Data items
##############################

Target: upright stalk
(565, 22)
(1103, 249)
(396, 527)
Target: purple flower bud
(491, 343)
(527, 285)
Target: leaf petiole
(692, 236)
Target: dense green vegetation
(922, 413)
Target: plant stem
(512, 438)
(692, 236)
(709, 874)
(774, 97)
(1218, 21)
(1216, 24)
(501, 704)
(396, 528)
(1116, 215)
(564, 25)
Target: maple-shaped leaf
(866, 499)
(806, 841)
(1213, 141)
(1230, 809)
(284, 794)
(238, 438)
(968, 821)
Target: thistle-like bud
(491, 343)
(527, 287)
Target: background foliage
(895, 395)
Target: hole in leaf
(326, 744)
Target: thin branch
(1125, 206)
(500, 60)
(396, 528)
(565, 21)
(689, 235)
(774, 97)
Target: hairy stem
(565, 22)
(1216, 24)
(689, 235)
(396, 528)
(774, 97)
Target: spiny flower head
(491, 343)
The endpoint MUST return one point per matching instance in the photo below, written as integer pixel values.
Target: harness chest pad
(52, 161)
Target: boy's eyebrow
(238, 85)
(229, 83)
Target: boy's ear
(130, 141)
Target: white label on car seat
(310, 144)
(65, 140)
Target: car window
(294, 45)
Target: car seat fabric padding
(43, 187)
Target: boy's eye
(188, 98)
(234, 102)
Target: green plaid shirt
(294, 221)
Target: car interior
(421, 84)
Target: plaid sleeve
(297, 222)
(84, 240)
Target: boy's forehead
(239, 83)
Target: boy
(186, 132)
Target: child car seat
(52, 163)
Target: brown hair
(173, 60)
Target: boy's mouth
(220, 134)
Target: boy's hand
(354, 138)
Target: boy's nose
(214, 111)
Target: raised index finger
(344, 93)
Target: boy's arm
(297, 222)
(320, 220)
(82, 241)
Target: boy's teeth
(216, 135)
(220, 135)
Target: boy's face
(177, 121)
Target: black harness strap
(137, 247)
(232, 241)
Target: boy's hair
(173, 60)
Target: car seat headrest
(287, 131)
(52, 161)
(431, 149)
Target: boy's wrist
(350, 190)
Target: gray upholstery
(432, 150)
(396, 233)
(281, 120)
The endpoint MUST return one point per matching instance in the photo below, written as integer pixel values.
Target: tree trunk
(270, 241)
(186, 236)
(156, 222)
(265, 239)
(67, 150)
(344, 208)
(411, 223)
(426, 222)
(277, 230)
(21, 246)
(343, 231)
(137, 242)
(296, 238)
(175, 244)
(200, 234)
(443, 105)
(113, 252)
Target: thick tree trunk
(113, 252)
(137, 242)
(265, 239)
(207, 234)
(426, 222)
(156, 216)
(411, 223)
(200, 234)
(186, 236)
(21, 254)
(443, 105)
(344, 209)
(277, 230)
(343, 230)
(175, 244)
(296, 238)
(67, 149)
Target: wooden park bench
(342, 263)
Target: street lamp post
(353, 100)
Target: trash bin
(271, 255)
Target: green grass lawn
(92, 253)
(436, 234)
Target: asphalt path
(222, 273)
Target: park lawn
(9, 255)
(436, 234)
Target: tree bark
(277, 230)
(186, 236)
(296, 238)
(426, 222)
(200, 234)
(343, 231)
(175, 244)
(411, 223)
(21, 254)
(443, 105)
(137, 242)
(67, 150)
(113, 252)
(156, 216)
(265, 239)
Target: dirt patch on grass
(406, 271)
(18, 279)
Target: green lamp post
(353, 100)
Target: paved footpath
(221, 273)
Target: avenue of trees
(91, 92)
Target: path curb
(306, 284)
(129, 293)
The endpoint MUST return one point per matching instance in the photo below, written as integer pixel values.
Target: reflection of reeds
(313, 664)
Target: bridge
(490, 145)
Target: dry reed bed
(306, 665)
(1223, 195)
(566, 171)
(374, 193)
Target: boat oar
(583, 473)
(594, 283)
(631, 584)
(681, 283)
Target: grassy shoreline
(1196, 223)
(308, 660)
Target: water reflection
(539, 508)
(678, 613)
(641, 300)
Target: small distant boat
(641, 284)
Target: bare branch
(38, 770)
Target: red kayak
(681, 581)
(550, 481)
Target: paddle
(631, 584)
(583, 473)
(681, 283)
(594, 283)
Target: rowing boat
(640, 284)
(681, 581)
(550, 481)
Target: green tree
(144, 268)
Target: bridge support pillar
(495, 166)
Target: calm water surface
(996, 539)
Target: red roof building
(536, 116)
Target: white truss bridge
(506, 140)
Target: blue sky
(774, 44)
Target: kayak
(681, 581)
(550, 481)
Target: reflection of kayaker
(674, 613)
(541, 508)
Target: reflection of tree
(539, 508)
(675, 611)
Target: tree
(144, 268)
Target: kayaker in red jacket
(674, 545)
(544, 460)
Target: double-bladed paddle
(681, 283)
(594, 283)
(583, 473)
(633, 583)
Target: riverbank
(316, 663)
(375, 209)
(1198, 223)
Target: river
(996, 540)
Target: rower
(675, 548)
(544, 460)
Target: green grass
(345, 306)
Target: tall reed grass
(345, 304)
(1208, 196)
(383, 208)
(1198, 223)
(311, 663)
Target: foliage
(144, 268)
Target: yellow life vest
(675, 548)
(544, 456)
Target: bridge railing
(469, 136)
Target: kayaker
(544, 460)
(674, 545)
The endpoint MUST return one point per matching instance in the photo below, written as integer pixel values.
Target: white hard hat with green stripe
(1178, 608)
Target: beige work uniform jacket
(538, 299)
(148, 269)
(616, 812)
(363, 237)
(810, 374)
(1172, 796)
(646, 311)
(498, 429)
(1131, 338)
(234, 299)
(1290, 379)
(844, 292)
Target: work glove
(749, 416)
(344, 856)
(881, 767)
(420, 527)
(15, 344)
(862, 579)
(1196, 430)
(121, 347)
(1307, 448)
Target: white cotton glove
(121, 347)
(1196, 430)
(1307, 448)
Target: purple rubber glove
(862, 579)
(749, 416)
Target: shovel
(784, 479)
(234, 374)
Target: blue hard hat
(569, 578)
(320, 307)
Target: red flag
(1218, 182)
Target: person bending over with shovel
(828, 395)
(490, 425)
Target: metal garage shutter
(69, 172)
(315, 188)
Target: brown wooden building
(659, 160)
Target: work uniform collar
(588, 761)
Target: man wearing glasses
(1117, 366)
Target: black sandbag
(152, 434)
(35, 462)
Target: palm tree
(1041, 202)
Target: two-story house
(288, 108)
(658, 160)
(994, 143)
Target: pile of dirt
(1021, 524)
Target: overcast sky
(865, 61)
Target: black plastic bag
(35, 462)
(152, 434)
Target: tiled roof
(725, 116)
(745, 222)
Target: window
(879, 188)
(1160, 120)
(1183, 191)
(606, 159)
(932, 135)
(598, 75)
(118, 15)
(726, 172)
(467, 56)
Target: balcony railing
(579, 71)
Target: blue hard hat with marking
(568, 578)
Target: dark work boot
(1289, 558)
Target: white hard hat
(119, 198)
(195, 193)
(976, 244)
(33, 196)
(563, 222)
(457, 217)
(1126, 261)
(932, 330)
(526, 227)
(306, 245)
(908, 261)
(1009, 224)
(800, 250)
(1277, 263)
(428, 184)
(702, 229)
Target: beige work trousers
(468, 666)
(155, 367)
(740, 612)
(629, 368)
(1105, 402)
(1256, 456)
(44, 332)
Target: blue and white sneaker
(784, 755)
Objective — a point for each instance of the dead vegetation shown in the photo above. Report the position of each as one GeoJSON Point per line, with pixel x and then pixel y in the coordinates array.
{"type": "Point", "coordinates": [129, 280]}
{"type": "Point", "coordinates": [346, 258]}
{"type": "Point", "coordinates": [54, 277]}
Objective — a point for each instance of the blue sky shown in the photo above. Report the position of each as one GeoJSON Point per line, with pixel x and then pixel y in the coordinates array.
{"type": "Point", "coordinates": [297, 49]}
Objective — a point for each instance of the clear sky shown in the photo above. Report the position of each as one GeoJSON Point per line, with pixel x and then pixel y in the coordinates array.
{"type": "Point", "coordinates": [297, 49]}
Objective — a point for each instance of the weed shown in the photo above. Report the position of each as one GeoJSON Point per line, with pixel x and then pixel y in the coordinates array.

##############################

* [Stated task]: Everything from the line containing "Target: blue and white sneaker" to the last line of the entries above should be quoted exactly, and only that.

* [Exercise result]:
Target: blue and white sneaker
(784, 755)
Objective — a point for each instance of the dead vegetation shown in the photo above. Report the position of each as one GeoJSON Point per line, with pixel x and then pixel y in the coordinates array.
{"type": "Point", "coordinates": [129, 280]}
{"type": "Point", "coordinates": [346, 258]}
{"type": "Point", "coordinates": [54, 277]}
Objective — a point for each instance of the blue sky shown in the photo above. Report the position of each as one GeoJSON Point per line, with pixel x and then pixel y in the coordinates array.
{"type": "Point", "coordinates": [297, 49]}
Objective — a point for each instance of the clear sky shown in the photo above. Report the position of each as one GeoJSON Point per line, with pixel x and then pixel y in the coordinates array.
{"type": "Point", "coordinates": [297, 49]}
Objective — a point for each instance of the weed shown in the photo above. Report the position of each as one GeoJSON Point per line, with pixel x and then pixel y in the coordinates array.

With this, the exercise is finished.